◆ WHAT IS ASKED
Could you copy out the rows starting at the row that contains "Would you please tag the framed" and ending at the last row, with their requests included, and rescale each x and y coordinate in the answers by 0.5, rounding to whole numbers with halves going up?

Part of a data file:
— Begin —
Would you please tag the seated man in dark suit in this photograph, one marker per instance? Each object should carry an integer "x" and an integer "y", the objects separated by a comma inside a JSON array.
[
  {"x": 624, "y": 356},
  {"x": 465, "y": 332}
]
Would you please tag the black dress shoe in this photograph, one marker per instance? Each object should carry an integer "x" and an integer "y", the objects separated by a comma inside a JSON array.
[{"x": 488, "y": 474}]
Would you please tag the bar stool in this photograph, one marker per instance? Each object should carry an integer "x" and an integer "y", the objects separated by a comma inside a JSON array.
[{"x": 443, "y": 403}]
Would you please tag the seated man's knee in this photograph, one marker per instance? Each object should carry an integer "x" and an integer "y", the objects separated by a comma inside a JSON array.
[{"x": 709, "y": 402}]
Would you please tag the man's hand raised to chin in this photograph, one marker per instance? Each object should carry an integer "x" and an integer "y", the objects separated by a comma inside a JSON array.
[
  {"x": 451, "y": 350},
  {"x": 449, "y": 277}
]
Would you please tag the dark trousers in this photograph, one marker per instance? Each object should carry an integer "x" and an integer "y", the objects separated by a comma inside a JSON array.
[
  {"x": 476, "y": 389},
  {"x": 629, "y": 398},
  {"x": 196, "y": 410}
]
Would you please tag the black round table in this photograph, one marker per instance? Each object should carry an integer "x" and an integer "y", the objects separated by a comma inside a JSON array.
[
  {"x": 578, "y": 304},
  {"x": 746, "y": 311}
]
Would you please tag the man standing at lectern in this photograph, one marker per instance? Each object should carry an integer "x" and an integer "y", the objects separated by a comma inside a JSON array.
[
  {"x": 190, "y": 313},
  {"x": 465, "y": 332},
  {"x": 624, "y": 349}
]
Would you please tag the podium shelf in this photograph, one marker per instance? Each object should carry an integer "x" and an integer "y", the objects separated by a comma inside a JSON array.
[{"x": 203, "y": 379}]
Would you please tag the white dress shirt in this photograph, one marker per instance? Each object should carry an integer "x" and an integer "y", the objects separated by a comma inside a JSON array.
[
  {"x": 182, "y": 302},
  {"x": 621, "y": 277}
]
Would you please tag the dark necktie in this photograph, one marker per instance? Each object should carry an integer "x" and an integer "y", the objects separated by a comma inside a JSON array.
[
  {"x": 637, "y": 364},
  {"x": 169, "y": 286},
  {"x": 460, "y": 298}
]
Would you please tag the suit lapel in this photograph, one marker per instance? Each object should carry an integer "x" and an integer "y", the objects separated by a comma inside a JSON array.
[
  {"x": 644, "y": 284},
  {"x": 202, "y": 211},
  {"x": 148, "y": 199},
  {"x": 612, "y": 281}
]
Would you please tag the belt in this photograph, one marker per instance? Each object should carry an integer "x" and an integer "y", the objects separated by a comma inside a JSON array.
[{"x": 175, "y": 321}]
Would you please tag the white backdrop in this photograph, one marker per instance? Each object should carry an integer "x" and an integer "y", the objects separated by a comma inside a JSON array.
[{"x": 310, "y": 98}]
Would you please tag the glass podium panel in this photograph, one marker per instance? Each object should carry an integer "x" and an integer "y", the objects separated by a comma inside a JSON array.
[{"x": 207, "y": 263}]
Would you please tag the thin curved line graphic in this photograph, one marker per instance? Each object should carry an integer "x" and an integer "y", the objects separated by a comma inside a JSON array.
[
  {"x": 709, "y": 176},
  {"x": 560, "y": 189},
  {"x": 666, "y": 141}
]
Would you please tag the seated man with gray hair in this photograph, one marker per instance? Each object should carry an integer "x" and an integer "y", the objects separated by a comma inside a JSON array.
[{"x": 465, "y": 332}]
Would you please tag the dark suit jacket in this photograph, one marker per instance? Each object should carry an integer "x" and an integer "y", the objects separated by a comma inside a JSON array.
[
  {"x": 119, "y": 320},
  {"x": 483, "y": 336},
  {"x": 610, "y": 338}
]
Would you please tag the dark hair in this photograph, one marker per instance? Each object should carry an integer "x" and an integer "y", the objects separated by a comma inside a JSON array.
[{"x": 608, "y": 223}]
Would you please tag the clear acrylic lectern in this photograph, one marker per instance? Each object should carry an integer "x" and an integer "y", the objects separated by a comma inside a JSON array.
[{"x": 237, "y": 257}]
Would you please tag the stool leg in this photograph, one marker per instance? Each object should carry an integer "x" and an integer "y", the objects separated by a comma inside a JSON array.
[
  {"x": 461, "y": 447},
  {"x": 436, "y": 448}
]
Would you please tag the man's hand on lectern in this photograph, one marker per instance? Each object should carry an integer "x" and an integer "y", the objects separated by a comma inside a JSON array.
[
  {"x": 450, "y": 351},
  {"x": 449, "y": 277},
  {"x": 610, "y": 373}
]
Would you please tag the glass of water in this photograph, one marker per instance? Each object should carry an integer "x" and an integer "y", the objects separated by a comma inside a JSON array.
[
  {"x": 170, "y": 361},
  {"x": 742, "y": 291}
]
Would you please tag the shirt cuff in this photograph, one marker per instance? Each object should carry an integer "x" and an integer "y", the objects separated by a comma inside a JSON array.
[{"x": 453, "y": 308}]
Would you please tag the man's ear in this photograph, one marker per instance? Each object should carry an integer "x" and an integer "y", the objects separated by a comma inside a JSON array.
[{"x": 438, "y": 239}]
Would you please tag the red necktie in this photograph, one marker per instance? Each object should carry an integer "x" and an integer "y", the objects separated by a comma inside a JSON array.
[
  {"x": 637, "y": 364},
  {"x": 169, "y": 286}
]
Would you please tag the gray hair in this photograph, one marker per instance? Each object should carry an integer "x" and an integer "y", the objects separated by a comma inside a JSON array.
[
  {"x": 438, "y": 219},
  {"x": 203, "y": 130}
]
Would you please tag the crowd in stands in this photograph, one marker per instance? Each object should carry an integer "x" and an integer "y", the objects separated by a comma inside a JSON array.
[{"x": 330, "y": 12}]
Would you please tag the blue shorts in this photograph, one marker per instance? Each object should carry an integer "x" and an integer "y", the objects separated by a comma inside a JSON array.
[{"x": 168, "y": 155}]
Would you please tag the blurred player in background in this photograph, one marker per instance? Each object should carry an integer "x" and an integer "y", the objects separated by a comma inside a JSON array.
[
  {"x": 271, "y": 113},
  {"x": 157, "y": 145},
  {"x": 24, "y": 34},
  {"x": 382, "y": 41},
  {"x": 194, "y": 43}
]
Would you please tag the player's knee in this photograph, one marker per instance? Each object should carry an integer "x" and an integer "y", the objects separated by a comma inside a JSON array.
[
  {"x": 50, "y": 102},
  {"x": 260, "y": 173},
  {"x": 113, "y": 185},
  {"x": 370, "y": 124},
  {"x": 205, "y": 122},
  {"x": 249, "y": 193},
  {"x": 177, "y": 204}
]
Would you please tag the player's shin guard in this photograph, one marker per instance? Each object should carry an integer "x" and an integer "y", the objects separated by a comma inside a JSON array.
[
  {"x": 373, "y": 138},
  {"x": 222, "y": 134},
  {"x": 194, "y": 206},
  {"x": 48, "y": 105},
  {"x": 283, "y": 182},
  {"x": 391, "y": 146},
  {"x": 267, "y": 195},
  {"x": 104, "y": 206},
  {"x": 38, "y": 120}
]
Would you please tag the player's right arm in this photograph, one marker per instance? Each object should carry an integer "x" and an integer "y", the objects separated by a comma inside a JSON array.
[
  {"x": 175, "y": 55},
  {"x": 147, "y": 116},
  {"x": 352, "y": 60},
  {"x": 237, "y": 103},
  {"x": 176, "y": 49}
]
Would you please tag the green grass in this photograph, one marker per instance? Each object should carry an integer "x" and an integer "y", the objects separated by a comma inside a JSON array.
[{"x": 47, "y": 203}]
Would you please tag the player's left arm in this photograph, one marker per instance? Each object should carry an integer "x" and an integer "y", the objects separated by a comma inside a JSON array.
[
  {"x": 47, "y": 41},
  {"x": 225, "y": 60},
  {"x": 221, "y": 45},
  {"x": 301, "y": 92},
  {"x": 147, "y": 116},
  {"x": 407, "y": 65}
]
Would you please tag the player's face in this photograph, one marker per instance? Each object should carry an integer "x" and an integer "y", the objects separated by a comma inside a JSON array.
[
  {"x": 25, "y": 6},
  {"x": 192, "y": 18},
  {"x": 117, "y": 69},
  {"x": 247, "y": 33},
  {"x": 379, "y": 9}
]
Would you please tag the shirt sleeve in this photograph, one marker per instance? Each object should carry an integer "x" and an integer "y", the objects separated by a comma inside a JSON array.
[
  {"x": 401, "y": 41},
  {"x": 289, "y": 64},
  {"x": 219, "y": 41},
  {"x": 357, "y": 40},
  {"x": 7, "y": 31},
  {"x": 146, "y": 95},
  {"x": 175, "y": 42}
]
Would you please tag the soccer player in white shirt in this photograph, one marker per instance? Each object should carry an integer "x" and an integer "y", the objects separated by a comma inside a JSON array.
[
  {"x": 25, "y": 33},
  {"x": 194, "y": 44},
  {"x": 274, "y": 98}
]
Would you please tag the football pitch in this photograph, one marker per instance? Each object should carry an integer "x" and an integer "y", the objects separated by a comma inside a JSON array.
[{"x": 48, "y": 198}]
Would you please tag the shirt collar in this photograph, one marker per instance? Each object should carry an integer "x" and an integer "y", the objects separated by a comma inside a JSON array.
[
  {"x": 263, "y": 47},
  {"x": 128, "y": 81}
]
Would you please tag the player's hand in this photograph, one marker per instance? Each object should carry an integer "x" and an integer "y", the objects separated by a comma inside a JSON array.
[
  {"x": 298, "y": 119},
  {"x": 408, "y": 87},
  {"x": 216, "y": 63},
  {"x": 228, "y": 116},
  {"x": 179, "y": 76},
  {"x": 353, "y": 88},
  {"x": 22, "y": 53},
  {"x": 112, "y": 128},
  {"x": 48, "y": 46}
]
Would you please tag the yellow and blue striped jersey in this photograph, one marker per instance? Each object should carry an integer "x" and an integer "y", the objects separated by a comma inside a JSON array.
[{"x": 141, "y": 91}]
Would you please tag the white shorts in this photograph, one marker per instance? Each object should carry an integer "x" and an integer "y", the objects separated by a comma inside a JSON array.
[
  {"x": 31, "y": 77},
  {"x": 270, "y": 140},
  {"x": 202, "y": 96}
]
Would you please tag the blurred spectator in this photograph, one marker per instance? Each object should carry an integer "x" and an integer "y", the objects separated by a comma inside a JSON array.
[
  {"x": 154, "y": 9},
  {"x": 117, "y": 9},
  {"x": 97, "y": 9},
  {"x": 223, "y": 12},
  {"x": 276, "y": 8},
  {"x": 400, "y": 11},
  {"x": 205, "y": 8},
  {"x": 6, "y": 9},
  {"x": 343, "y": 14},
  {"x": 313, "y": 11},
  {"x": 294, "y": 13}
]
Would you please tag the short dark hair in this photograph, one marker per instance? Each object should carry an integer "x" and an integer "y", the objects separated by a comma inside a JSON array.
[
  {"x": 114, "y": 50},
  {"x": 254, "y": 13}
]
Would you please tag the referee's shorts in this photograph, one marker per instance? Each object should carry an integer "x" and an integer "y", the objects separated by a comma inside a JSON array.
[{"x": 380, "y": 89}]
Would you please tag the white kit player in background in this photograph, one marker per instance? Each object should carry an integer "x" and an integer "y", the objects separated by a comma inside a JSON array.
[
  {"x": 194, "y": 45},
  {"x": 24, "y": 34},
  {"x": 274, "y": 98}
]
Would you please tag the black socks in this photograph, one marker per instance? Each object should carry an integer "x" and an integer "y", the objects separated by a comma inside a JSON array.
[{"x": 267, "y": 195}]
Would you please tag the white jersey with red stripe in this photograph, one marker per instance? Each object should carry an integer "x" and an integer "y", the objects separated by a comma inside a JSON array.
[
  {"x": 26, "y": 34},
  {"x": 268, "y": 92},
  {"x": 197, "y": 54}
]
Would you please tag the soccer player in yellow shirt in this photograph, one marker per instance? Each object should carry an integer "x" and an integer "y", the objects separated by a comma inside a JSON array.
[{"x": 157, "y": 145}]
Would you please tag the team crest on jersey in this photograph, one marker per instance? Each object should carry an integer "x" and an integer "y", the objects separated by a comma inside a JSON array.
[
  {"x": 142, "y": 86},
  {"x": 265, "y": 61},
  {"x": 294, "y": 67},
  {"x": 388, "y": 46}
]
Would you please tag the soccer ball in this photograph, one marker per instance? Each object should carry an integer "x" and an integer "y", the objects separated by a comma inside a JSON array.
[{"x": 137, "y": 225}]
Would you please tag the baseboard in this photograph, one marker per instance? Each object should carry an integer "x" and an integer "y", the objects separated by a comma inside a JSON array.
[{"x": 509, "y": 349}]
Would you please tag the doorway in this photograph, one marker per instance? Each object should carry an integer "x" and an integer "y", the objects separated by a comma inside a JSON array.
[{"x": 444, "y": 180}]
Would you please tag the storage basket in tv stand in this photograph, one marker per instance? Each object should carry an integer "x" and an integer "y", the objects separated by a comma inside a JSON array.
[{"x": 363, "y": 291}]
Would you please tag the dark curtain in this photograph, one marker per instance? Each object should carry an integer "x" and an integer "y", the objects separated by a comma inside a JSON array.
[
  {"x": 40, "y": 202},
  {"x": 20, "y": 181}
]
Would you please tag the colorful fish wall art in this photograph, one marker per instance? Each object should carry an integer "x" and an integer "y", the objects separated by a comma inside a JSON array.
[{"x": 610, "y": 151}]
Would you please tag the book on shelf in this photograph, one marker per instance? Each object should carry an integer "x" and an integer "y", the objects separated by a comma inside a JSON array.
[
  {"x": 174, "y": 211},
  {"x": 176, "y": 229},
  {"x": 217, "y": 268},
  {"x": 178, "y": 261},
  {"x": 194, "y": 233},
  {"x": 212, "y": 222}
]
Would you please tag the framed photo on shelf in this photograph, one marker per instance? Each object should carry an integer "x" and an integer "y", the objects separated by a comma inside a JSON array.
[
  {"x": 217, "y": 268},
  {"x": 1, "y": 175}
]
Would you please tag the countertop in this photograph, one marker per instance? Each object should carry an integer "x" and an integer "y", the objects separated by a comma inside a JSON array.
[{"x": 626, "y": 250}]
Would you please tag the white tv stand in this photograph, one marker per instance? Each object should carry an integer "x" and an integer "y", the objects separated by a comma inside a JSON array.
— End —
◆ TASK RESPONSE
Would you please tag the framed photo on shelf in this photograph, one marker per instance? Each object should carry an integer "x" and an integer "y", the objects separated by a comma inside a JSON array.
[
  {"x": 109, "y": 134},
  {"x": 1, "y": 88}
]
Would you please tag the countertop in this photograph, one marker per instance? Each object should carry an integer "x" and an integer "y", the objects separated by a comma inside a JSON array.
[{"x": 313, "y": 125}]
Would you please tag the white tv stand in this photograph, one marker per instance? Each object should carry an integer "x" and an integer "y", the objects separated by a comma inside a JSON array.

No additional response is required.